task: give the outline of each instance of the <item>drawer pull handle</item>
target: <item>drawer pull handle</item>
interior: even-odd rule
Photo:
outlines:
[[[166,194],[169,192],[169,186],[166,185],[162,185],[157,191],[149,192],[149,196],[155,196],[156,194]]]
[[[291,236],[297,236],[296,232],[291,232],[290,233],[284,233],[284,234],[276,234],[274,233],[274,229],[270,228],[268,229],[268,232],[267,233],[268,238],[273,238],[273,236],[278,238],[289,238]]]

++++++++++

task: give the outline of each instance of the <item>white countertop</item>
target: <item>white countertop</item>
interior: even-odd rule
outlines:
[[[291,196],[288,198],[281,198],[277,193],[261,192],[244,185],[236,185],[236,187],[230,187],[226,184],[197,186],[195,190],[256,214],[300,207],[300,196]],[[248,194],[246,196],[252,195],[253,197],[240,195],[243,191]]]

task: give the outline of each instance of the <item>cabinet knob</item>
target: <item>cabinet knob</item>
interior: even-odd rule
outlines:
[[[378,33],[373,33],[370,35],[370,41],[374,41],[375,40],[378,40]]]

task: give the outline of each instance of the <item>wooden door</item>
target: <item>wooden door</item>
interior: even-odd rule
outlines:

++++++++++

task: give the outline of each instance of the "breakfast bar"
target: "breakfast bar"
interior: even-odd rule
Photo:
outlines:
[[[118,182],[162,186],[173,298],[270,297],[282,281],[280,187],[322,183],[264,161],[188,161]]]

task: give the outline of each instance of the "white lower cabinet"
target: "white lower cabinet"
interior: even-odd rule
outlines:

++++++++++

## Your instructions
Collect each line in the items above that contains the word "countertop". Case matters when matching.

## Solution to the problem
task: give the outline of each instance of the <item>white countertop</item>
target: <item>white countertop</item>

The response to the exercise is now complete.